◆ What the exercise asks ◆
Apart from the pictures, everything in the lines below must be printed exactly.

◆ Provided records ◆
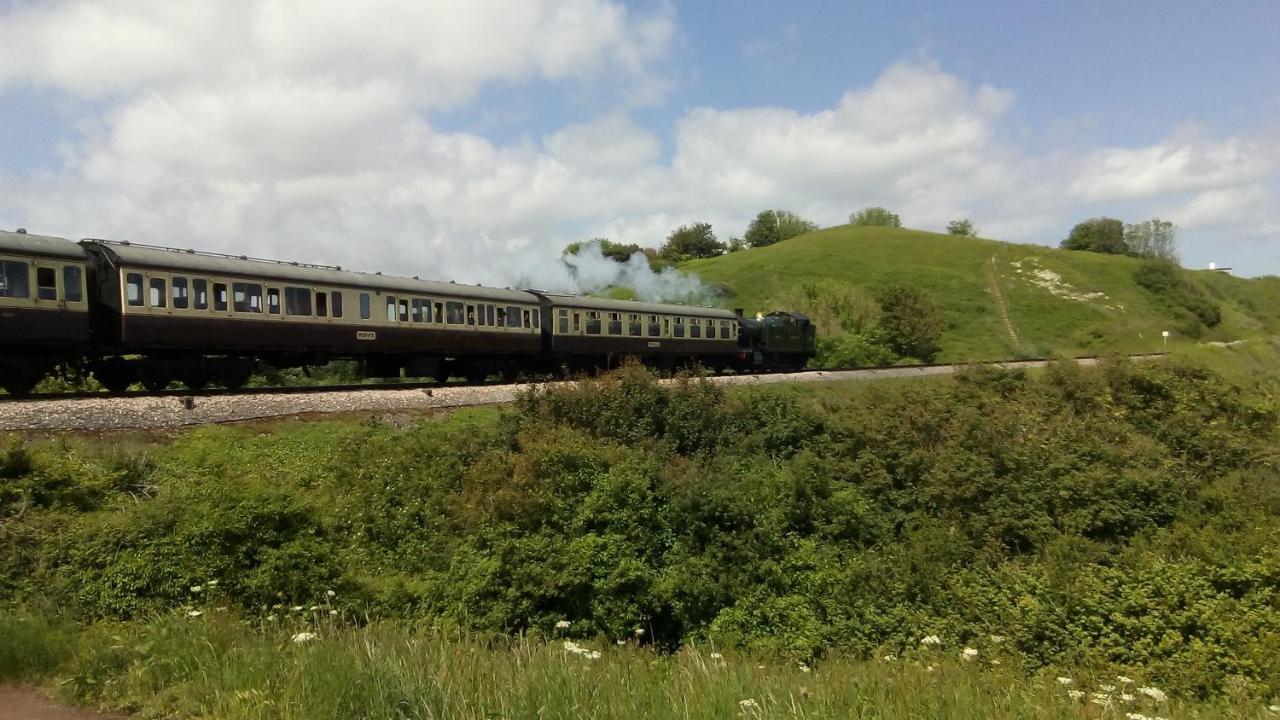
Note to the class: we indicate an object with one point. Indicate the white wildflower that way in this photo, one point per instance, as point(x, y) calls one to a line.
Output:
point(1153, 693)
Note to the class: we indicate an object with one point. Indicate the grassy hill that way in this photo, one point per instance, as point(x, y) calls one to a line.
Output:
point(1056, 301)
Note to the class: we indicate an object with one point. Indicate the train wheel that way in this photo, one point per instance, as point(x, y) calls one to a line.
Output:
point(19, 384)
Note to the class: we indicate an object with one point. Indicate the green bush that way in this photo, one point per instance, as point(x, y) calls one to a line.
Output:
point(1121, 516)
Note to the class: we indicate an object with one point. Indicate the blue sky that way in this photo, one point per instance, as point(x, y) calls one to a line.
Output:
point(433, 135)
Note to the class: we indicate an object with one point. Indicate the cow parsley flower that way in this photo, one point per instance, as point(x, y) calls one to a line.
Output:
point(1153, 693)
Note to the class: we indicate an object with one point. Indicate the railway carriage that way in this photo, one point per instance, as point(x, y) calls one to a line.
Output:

◆ Written solution ◆
Note to the class: we indicate an object with one point. Indicate the white wildflower that way in this photo, one point per instance, as point(x, y) calls one to a line.
Output:
point(1153, 693)
Note to the class: we indicate an object with one point. Indicate the grassy hill that way in this photo, one point per instance, as point(x, y) calls one to a line.
Output:
point(1056, 301)
Note to the class: we indicate an object with one point. Indicate the train wheel that way in this photo, one point per instance, as point(x, y) calls one to a line.
Output:
point(19, 384)
Note to the class: we indicate an object with one point. Indicate the green bush that way in this photo, one point per instance, as point(x, y) calls one to a line.
Output:
point(1121, 516)
Note to the class: we indicate an object with one point. Indicate the blue sky that way in this photo, one point per instance, as point(x, y) calls one to a line.
Output:
point(433, 135)
Note to the class: we indicate an object with one point. Indicate the cow parsley flower that way in this photo, one point per instance, as point(x, y) calls one to a line.
Output:
point(1153, 693)
Note to the class: we indicate an object with one point. Indicate the railway carriage that way in this photo, one point per instance, as point(x, y) calls one to a line.
Output:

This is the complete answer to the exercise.